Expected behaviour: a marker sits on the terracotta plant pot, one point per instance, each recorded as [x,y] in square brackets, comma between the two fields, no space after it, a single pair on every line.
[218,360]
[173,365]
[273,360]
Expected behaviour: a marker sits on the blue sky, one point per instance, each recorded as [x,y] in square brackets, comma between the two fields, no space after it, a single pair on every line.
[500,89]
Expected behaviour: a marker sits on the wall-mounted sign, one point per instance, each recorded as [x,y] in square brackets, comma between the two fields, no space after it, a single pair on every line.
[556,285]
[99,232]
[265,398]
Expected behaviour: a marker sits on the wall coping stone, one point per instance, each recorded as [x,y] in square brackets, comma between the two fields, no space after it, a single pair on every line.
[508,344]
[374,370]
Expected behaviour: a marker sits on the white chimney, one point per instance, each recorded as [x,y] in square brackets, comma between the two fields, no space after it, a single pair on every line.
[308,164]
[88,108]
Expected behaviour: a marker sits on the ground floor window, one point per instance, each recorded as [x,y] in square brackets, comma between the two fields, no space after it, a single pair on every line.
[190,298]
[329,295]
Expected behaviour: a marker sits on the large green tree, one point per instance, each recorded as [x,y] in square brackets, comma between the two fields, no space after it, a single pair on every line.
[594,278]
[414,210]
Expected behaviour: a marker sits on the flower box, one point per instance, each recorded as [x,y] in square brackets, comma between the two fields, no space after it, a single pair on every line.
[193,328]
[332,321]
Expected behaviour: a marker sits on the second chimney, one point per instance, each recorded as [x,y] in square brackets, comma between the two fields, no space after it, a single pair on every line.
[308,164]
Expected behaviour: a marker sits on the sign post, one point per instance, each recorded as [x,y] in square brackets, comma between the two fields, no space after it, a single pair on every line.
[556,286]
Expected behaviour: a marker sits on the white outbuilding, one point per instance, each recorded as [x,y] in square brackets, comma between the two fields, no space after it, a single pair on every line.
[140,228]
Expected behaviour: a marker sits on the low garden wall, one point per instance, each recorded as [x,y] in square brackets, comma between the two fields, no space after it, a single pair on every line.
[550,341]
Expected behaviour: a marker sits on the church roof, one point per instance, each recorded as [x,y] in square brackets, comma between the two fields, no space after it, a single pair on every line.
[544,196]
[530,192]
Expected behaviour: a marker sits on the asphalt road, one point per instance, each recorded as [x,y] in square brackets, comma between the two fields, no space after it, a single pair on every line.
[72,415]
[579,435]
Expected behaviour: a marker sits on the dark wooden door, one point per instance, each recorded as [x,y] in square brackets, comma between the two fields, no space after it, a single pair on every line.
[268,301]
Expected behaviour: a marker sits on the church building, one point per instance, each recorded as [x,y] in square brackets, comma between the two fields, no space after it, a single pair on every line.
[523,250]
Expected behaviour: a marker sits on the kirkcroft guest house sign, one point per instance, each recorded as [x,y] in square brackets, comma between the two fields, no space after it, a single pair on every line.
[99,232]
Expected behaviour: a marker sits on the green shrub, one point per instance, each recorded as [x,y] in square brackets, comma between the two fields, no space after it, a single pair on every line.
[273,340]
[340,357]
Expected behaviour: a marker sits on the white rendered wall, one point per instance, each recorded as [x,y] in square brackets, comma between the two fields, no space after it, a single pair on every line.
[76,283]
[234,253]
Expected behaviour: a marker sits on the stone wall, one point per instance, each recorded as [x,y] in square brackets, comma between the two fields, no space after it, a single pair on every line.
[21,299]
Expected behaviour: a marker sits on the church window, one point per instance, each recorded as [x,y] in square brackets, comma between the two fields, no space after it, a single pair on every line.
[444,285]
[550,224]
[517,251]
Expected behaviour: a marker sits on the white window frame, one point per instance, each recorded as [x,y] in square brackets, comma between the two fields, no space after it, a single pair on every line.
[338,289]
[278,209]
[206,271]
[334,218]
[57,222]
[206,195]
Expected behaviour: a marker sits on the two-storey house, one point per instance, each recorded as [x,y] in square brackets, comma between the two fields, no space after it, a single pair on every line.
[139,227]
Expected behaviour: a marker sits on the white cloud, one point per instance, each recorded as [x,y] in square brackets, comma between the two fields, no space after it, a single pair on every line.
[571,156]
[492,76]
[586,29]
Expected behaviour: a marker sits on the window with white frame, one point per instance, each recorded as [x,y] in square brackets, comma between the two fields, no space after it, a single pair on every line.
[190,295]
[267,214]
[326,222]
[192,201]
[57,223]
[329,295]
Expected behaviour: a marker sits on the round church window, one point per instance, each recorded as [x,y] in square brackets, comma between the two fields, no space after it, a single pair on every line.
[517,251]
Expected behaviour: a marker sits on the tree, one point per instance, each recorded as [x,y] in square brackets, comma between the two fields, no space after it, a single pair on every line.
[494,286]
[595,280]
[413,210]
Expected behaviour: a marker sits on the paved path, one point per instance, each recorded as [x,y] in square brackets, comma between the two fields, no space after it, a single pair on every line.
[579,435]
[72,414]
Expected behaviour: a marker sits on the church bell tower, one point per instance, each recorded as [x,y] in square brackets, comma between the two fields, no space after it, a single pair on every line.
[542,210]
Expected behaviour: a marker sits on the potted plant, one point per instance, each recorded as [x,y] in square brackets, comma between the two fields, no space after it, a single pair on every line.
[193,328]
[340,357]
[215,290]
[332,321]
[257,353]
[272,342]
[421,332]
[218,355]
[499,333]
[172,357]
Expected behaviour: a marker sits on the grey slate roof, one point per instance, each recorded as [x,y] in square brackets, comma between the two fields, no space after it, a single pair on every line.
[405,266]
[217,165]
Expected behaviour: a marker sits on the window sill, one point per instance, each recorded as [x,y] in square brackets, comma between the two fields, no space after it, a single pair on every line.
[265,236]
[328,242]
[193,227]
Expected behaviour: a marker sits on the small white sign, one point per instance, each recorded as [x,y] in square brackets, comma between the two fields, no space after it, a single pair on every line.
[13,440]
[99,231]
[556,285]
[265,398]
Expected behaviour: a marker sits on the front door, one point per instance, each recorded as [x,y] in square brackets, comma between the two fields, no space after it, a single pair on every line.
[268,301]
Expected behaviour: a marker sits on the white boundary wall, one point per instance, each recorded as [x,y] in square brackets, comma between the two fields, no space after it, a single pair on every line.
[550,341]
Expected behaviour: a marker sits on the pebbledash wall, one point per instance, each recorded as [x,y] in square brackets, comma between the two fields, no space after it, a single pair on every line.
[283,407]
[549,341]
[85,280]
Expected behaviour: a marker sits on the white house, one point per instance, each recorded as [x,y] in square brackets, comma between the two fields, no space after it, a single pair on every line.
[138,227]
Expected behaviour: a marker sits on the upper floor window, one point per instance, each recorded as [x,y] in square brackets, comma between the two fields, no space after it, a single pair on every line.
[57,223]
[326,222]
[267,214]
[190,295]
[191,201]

* **The exercise**: Reproduce every line of the data above word for word.

* **Task result**:
Expected behaviour: a marker sits on the terracotta plant pot, one point per instance, each recorded as [x,y] in square brackets, comma between the two fields, no space after it, a single pair on every line.
[218,360]
[173,365]
[273,360]
Expected behaviour: a marker sits on the blue sky, one point per instance, each recorded as [x,y] in square brackets, comma between the two fields, no space after it, a single pair on every line.
[500,89]
Expected behaviour: a marker sits on the wall-mounted sign, one point per instance, each recorded as [x,y] in square brackets, comma between the two fields, no space after it, a single pair on every line.
[556,285]
[99,232]
[265,398]
Expected behaviour: a marker sits on the wall coping stone, one point per instance, each recorded as [x,y] in square brackets, comma between the two fields, no space after it, a single pair on every line.
[508,344]
[374,370]
Expected behaviour: a marker sits on the white chimney, one point per instance, each recorded as [x,y] in square brackets, comma between the two fields, no space after it, a single pair on every line.
[308,164]
[88,108]
Expected behaviour: a marker sits on the ground floor window, one point per instance, each recorded as [x,y] in square brackets, comma between the two fields, no space after it, a single pair on every line.
[190,298]
[329,295]
Expected behaviour: a marker sits on the large green tree, one point per instance, each recorded as [x,y] in square brackets, comma between the two fields, no space after it, a single pair on every line.
[594,278]
[414,210]
Expected behaviour: a marker sits on the flower box, one point per instance, each recorded as [x,y] in square brackets, comma between the two fields, no space after it, a single pair on every line.
[193,328]
[332,321]
Expected behaviour: a marker sits on the second chimney, one point per instance, each recorded as [x,y] in square brackets, comma between the two fields, no space after it, a single pair on every line.
[308,164]
Expected behaviour: a marker sits on the sign post, one point per instance, each recorded as [x,y] in square brackets, comma between the two fields, no space after it, a single pair on every line.
[556,286]
Expected behaviour: a marker sits on the white outbuilding, one point per instance, each recorded as [x,y] in square brackets, comma between the two fields, no space after it, a single pair on every line.
[140,228]
Expected behaviour: a marker sits on the low garden wall, one point per instance, each recorded as [x,y] in square brackets, comma between the two fields, no space after it, a single pair on every line.
[550,341]
Expected behaviour: a marker sits on the church roof, one point per instance, each recorded as [x,y] in square brackets, comma between the two fields, no space after it, a single pair on every line.
[544,196]
[530,192]
Expected behaviour: a marker sits on the asphalt road, one point per instance, each recorded as [x,y] in square brackets, comma between the two fields, no space after it, a single pair on every line.
[72,415]
[579,435]
Expected behaviour: a marker sits on the dark wooden door, one point per instance, each recorded as [x,y] in square brackets, comma between the two fields, no space after it, a single pair on every line.
[268,301]
Expected behaviour: a marker sits on the church building, one point per instance, each recorded as [x,y] in square brackets, comma between the two fields, no space after it, a single pair on every line.
[523,250]
Expected behaviour: a marker sits on the kirkcroft guest house sign, one point per instance, each recorded as [x,y] in square brackets, comma between the two fields, no space after it, a single pair on every line.
[99,232]
Expected behaviour: a marker sits on the green shrub, one point per instance, each recorded as [x,y] in square brackets, comma between the two fields, no space after it, a single pair on every line.
[273,340]
[340,357]
Expected behaviour: a marker sits on the white rendered wall, one point per instance, each recorded as [x,y] in square brackets, comma between the two fields, no space after it, a single pair on every line.
[76,283]
[234,253]
Expected behaviour: a marker sits on the stone wall, one point per instance, each recorded as [x,y] in square brackets, comma between the two fields, no space after it, a single pair on every line.
[21,299]
Expected behaviour: a marker sits on the church window, one point per instance, each recorded as [x,y] in square brackets, comma between the two fields, no space after it, a single pair on every line.
[444,285]
[550,224]
[517,251]
Expected behaviour: a marker sits on the white window frame, one point per instance, each recorded as [x,y] in square brackets, comma between the two fields, no space after it, a single pair on every line.
[338,289]
[278,209]
[206,271]
[334,218]
[57,222]
[206,195]
Expected behaviour: a marker sits on the two-storey house, one point per instance, each recorded as [x,y] in square brackets, comma between the two fields, no space after it, a single pair on every line.
[139,227]
Expected behaviour: a marker sits on the white cloud, one point per instance, each recorded as [x,y] in square brackets, comma between the two fields, no space after it, a single pair on every line.
[571,156]
[492,76]
[586,29]
Expected behaviour: a marker sits on the window with white frame, one point per instance, each recorded as [x,y] in square brackets, comma between the two fields, no space after it, a single pair on every line.
[190,295]
[267,214]
[326,222]
[192,201]
[57,223]
[329,295]
Expected behaviour: a marker sits on the round church window, one point per instance, each recorded as [x,y] in square brackets, comma between the two fields, no space after it, a single pair on every line.
[517,251]
Expected behaviour: a marker sits on the tree, one point per instance, each recorded as [x,y] in square brackets, comma between the two fields, no space after it, a single pair on every line.
[494,286]
[595,280]
[413,210]
Expected behaviour: a marker sits on the paved path, one point per instance, each recorded as [x,y] in square brackets, comma between the two fields, no space after it, a single pair on every line.
[579,435]
[72,414]
Expected behaviour: a marker sits on the church bell tower, one point per instance, each recorded as [x,y] in square brackets, comma between the two fields, no space after it, a single pair on every line.
[542,210]
Expected behaviour: a marker sits on the potted plant, one point per instance, each recorded as [x,y] in square brackets, comma between the two fields, no space after it, a single pair on every line.
[193,328]
[340,357]
[215,290]
[332,321]
[257,353]
[272,342]
[421,332]
[218,355]
[499,333]
[172,357]
Expected behaviour: a marker sits on the grey slate roof, one point per instance, each recorded as [x,y] in square brackets, comma between the two fields, no space after it, a single pair on every line.
[405,266]
[217,165]
Expected behaviour: a marker sits on the window sill, one point per instance, each recorded as [x,y] in square brackets, comma between the two fields, no space after it, a single pair on every line.
[265,236]
[328,242]
[193,227]
Expected behaviour: a marker sits on the small white sign, one point per instance, each recorded as [x,y] in square brackets, comma between the two fields, no space after it, a single pair on every line.
[13,440]
[99,231]
[556,285]
[265,398]
Expected behaviour: a marker sits on the front door, one point per instance, each recorded as [x,y] in square brackets, comma between the two fields, no space after it, a single pair on every line.
[268,301]
Expected behaviour: a marker sits on the white boundary wall, one point per instance, each recorded as [x,y] in square brackets, comma between the two fields, no space after it, a single pair on every line.
[550,341]
Expected behaviour: a marker sits on the pebbledash wall, one point per instance, each recorded as [x,y] in square brackets, comma between the two fields, no space after it, a single pair on every line.
[283,407]
[549,341]
[85,280]
Expected behaviour: a marker sits on the white house, one point per instance, each recorded as [x,y] in square brackets, comma between the two fields, no space after it, a single pair on every line.
[138,227]
Expected behaviour: a marker sits on the upper floor window, one point per instance, each recorded as [x,y] in square brackets, comma between the two fields, no space after it, a single pair on every line.
[57,223]
[326,222]
[267,214]
[190,295]
[191,201]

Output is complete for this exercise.